* Task to carry out: Quote each line exactly, from the line that contains "For the woman's forearm" down to the last line of the listing, and no other lines.

* Pointing dataset records:

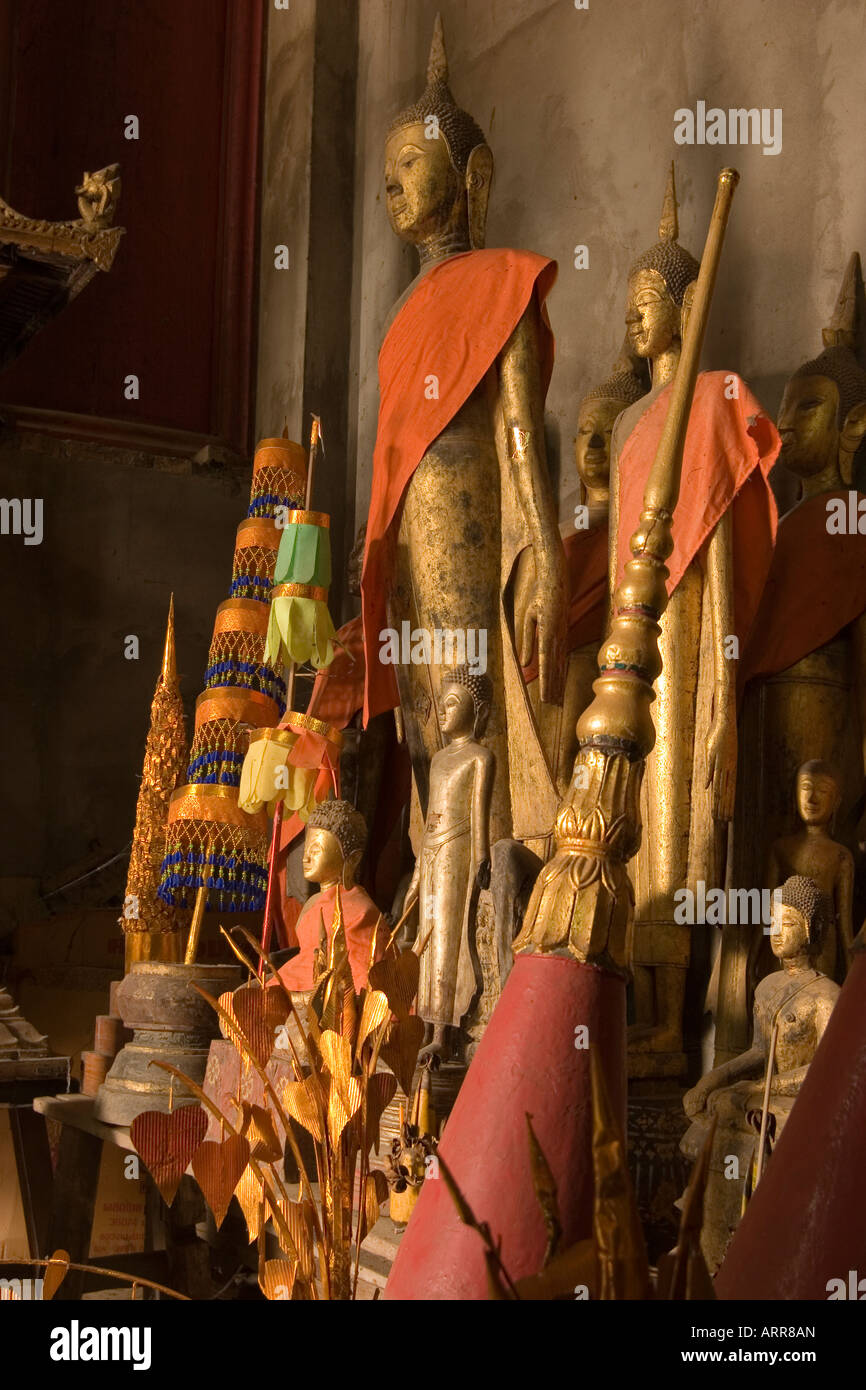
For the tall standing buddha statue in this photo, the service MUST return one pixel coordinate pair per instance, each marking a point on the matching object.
(723, 535)
(460, 484)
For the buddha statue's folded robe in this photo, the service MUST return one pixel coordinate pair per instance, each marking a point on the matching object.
(730, 448)
(437, 352)
(815, 588)
(587, 570)
(360, 918)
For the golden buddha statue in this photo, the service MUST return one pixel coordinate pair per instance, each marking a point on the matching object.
(460, 483)
(687, 797)
(812, 854)
(455, 855)
(793, 1007)
(334, 844)
(804, 669)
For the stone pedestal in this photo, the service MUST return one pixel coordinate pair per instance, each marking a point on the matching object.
(171, 1023)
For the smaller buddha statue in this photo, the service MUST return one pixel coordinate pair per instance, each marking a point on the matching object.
(795, 1000)
(813, 854)
(802, 669)
(584, 531)
(453, 861)
(334, 844)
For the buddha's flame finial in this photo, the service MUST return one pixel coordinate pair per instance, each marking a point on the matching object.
(170, 666)
(843, 328)
(437, 64)
(669, 224)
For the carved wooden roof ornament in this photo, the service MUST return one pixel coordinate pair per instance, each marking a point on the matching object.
(46, 264)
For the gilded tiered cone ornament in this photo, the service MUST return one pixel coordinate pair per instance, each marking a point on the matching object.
(150, 926)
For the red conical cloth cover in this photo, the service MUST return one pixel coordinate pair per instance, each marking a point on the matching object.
(526, 1062)
(806, 1222)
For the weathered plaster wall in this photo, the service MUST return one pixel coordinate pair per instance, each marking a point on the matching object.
(285, 216)
(578, 107)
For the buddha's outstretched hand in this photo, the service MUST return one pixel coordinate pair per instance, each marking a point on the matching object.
(695, 1100)
(540, 617)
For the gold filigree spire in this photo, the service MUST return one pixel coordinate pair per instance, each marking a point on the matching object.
(150, 926)
(170, 666)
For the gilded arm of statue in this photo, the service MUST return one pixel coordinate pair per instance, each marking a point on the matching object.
(722, 740)
(740, 1068)
(483, 795)
(844, 905)
(540, 599)
(859, 655)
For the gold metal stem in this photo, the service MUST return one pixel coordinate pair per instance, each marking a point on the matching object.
(583, 901)
(195, 927)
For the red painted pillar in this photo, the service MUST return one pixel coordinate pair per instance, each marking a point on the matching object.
(806, 1222)
(526, 1062)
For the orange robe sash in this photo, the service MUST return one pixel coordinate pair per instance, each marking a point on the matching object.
(360, 918)
(730, 448)
(452, 328)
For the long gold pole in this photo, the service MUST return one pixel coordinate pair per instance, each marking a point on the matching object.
(581, 904)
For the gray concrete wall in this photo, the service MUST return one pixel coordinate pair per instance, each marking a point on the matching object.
(285, 217)
(578, 107)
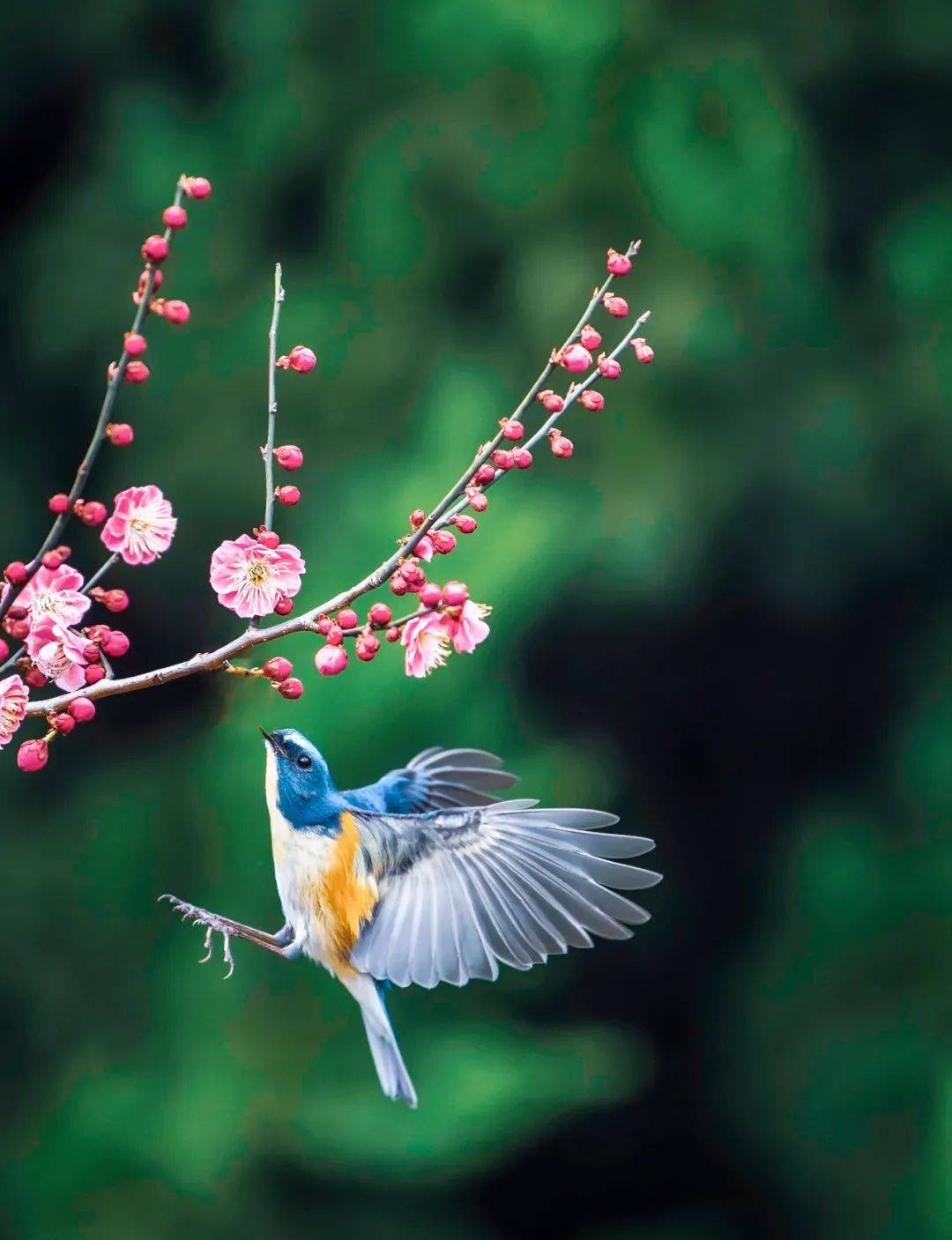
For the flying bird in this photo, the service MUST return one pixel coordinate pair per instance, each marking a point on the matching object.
(427, 877)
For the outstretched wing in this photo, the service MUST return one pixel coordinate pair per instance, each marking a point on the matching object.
(465, 890)
(435, 779)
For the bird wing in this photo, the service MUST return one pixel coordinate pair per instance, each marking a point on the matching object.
(435, 779)
(464, 890)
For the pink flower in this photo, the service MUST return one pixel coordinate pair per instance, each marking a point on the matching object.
(427, 643)
(54, 593)
(142, 524)
(12, 707)
(249, 578)
(58, 652)
(470, 629)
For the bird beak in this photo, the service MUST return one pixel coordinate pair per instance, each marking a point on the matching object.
(271, 740)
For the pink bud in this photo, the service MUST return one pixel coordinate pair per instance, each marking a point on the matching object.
(175, 217)
(367, 646)
(455, 594)
(619, 264)
(197, 186)
(155, 249)
(292, 688)
(289, 457)
(643, 350)
(301, 359)
(380, 614)
(115, 600)
(551, 401)
(591, 399)
(82, 709)
(33, 755)
(278, 669)
(121, 434)
(330, 660)
(176, 311)
(115, 645)
(444, 541)
(576, 359)
(615, 305)
(561, 445)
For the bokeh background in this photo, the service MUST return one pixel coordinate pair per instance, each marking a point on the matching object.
(729, 616)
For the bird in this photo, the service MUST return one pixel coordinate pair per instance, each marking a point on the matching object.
(427, 877)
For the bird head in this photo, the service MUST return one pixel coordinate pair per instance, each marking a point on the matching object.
(298, 777)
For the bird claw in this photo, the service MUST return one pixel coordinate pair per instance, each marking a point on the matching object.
(212, 923)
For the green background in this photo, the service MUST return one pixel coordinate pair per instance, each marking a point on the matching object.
(729, 616)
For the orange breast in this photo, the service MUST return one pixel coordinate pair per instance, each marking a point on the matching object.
(345, 901)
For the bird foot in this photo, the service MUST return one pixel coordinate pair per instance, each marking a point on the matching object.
(212, 923)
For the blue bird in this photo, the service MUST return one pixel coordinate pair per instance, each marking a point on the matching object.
(426, 877)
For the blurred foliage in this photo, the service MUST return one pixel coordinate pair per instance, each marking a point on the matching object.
(729, 616)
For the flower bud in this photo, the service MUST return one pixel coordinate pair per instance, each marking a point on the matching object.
(121, 434)
(616, 307)
(82, 709)
(175, 217)
(576, 359)
(33, 755)
(380, 614)
(455, 594)
(278, 669)
(290, 688)
(289, 457)
(591, 399)
(330, 660)
(155, 249)
(643, 350)
(619, 264)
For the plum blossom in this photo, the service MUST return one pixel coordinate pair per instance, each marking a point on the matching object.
(249, 578)
(12, 707)
(54, 593)
(427, 643)
(58, 652)
(142, 526)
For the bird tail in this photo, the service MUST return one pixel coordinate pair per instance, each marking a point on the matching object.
(387, 1059)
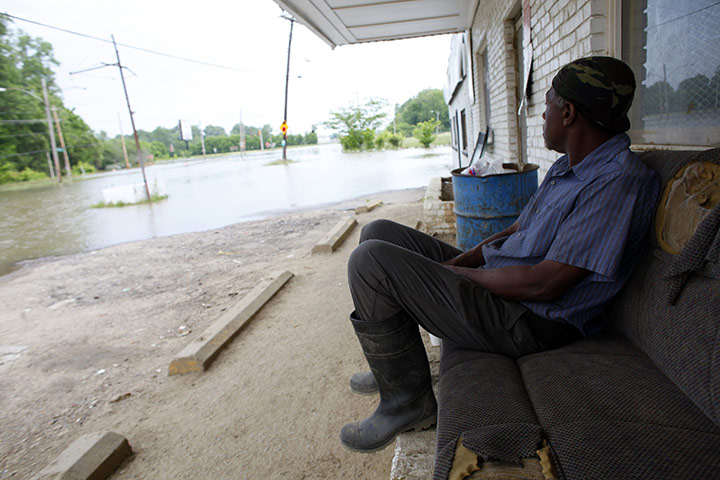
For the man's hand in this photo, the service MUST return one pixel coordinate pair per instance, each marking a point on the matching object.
(474, 258)
(544, 282)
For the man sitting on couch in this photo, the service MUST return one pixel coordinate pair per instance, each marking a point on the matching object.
(538, 285)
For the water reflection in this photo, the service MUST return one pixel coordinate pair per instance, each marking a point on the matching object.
(57, 219)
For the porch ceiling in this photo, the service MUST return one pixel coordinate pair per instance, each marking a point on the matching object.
(344, 22)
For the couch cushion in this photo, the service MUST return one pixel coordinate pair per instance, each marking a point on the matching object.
(608, 412)
(483, 400)
(670, 308)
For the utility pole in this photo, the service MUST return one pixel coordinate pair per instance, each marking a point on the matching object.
(287, 81)
(52, 171)
(202, 139)
(53, 146)
(122, 140)
(132, 121)
(68, 170)
(242, 136)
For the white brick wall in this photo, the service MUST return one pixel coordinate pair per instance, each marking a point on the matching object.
(562, 30)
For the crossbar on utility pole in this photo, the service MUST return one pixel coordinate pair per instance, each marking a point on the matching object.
(132, 122)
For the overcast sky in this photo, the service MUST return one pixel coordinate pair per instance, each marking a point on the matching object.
(247, 35)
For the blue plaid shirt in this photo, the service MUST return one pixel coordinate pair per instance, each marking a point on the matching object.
(596, 216)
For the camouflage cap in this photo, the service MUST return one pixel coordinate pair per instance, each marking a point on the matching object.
(602, 88)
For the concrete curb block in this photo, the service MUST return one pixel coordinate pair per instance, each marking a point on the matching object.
(90, 457)
(199, 354)
(368, 208)
(335, 237)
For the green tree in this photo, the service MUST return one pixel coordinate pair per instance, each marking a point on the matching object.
(24, 62)
(427, 105)
(425, 132)
(357, 124)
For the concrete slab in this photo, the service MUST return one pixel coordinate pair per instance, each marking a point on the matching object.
(414, 456)
(368, 208)
(199, 354)
(335, 237)
(90, 457)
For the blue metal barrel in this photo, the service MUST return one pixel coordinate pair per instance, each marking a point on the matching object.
(487, 205)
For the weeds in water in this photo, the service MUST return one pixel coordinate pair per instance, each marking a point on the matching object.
(154, 198)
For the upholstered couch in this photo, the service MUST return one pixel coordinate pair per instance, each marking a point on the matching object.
(639, 401)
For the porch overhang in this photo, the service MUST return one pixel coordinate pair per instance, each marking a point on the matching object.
(345, 22)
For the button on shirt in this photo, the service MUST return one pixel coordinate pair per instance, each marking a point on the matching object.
(595, 216)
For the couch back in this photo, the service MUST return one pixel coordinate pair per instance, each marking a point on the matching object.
(670, 308)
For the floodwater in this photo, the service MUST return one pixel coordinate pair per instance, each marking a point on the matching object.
(203, 194)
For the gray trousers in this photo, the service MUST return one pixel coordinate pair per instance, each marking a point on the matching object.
(396, 270)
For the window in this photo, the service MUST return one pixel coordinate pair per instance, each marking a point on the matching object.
(673, 46)
(482, 94)
(463, 133)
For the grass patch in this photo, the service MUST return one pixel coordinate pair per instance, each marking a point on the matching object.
(155, 198)
(443, 138)
(280, 162)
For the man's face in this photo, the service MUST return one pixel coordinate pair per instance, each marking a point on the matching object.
(553, 132)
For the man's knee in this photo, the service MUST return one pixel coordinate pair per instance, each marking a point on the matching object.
(362, 257)
(377, 230)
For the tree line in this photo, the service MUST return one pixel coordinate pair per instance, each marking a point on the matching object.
(25, 146)
(422, 116)
(24, 140)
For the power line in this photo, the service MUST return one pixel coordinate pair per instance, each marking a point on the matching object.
(22, 122)
(22, 135)
(685, 15)
(69, 147)
(142, 49)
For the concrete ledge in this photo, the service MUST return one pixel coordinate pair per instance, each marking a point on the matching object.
(199, 354)
(414, 456)
(90, 457)
(335, 237)
(368, 208)
(438, 215)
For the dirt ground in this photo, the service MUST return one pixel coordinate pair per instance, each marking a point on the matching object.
(86, 340)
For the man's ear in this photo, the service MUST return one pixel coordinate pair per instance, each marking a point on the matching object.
(569, 113)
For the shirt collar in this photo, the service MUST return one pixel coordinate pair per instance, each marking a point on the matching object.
(591, 165)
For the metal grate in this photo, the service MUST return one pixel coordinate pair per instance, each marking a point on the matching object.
(674, 47)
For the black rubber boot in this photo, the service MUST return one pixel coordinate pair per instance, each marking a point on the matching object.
(397, 358)
(363, 383)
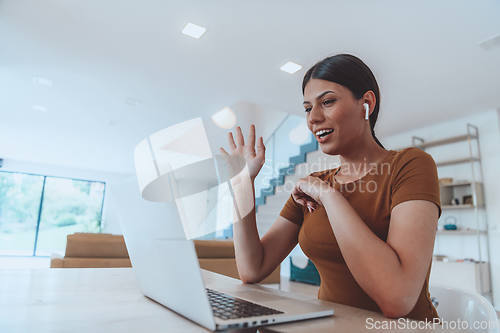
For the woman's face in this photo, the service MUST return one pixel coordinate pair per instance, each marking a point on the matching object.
(332, 107)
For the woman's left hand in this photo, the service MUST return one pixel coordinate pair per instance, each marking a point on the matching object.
(309, 190)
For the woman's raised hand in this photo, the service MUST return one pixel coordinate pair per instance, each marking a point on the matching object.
(254, 158)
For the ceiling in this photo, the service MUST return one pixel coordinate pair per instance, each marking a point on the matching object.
(121, 69)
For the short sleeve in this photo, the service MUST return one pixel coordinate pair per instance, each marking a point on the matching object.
(416, 178)
(292, 211)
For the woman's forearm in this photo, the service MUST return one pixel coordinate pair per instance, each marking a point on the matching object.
(247, 245)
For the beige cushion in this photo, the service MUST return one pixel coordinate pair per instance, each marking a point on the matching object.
(87, 245)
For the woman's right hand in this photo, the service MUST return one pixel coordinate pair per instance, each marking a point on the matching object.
(254, 159)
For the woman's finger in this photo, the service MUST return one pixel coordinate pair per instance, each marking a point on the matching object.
(232, 145)
(239, 137)
(261, 149)
(251, 137)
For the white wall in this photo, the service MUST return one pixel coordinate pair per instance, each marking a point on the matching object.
(110, 222)
(489, 133)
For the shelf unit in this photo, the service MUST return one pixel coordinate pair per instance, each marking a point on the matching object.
(472, 187)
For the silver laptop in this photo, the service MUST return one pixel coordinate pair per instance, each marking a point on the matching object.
(167, 269)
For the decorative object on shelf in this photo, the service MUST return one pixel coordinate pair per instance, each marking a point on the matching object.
(467, 199)
(450, 225)
(303, 270)
(445, 181)
(459, 195)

* The reply:
For the woman's forearm in this photo, the service MUST return one pixel coordinate pair per instance, each marking a point on the matching object.
(247, 245)
For the beige cushion in this photo, the service MUST return one pixel coordinate pair per instance, each marking a point on the matching object.
(87, 245)
For the woman's right hand in this photo, the service MUST return one pixel coordinate pair per instance, each marking a point on the matching object.
(254, 159)
For the woman's finger in this photo, the service MUST return one pixel coordinate pair per instance, each marking a point on the matching object.
(232, 145)
(239, 137)
(261, 149)
(251, 137)
For the white wall in this photo, the service MUST return one pixel coordinate pair per instance, each marking a point on the matching object.
(110, 222)
(489, 133)
For the shelf unit in this photo, the service MUST return one pixel coordinate pair per instance, each marking a point on the matching object.
(472, 187)
For the silver laptop in this photo, the service MUST return one pixel coordinate pair per instance, each marking a point on the matching object.
(167, 269)
For the decorative object on shelf in this photo, the service MUST return one pixel coordinate pair per instance, each marking a point on the matching object.
(467, 199)
(450, 225)
(303, 270)
(445, 181)
(459, 195)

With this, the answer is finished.